═════ Supplied text

The text changes abruptly at the end of verse 10. The lectionary follows this change by breaking up the reading mid-verse. It is a curious choice, but this is a good time to remember there were no verse divisions or chapter breaks when Peter wrote it. So, really, nothing to see here with that issue.

What is to be seen is the breathtaking argument Peter makes. We have to remember his target is false teachers. These false teaches have snuck into the church and spread heresies. Peter says God knows exactly how to deal with these people. We know how God deals with them, because of what he has done in the past. What has he done in the past? Peter is happy to explain it to you.

First, he punished the angels who went astray. This probably is a reference to Genesis 6 and is certainly a reference to the inferred but not definitive moment when angels rebelled against God and were smote down with the evil one. Peter says God sent these angels to gloom and destruction, a place called Tartarus. I gave the transliteration here, because it is significant. Tartarus is a synonym for hell, but it carries with it a different feeling than Hades or Sheol. Whereas Hades is kind of a shadowy murky place where people live and exist but without the hope of life on earth, Tartarus is a dungeon prepared for the Titans after the Olympians defeated them and banished them. Peter is linking the angels fall to the Titan’s fall, which is not something to glance over. It is an amazing bit of comparative religion that could inform us of how the early Christians understood the pagan world around them. To contextualize it in the modern sense, perhaps UFO’s, ghosts, and the legends of Zeus, Thor, and Thunderbird have more in common with demons and the devil than most of us think.

God knows how to handle rebellious spiritual beings, so he very well knows how to handle false teachers in your church.

But wait, there is more. He also knows how to punish them, because he did so in the flood and Sodom and Gomorrah. The deluge is literally a cataclysm, that is the word Peter uses. The ruined ashes of Sodom and Gomorrah show us he knows what to do with a city and a people who have rejected right and aligned with evil and exploitation.

So let’s review Peter’s argument: God knows how to put rebellious beings in dungeons, he knows how to drown wicked people, and he knows how to burn unrighteous heathens to a crisp, therefore the false teachers in your church will be no match for him.

Textually, verses 4, 5, and 6 are not a sentence in English, but it makes perfect sense in Greek. I left it the way it is because you get more of a feeling for it this way. At least, that is what I think.

I have to tell you, as a pastor who has fought continually one false teaching after another including but not limited to prosperity gospel, faith healers, political allegiance, and sexual debauchery this kind of affirmation of hard punishment brings a tear of joy to my eye. Burn, baby, burn.

══════════

Activity 1 ->
From the commentary on Peter's argument, copy word for word the passage starting with "What is to be" and going on through "explain it to you.".
Activity 2 ->
Answer these questions using the commentary on Peter's argument:
(a) What is the name of the place where Peter says God sent the angels who went astray?
(b) What word does Peter use for the deluge?
(c) Which verses does the writer say are not a sentence in English?

═════ Extracted records

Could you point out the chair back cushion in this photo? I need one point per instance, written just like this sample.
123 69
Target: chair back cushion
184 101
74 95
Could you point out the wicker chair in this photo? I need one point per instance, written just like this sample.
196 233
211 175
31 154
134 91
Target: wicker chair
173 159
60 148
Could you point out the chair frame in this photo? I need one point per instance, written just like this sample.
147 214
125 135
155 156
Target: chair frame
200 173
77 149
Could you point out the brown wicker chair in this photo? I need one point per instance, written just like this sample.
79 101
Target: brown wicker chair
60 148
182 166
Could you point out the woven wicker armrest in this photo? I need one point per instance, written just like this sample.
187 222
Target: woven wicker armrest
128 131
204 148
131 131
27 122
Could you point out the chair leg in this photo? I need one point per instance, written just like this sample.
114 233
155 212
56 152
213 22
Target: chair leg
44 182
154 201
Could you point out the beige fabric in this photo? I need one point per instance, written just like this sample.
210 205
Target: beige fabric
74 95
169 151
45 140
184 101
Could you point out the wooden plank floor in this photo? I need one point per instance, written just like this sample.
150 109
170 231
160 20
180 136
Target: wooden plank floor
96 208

══════════

Answer box 1 ->
What is to be seen is the breathtaking argument Peter makes. We have to remember his target is false teachers. These false teaches have snuck into the church and spread heresies. Peter says God knows exactly how to deal with these people. We know how God deals with them, because of what he has done in the past. What has he done in the past? Peter is happy to explain it to you.

Answer box 2 ->
(a) Tartarus
(b) Cataclysm
(c) Verses 4, 5, and 6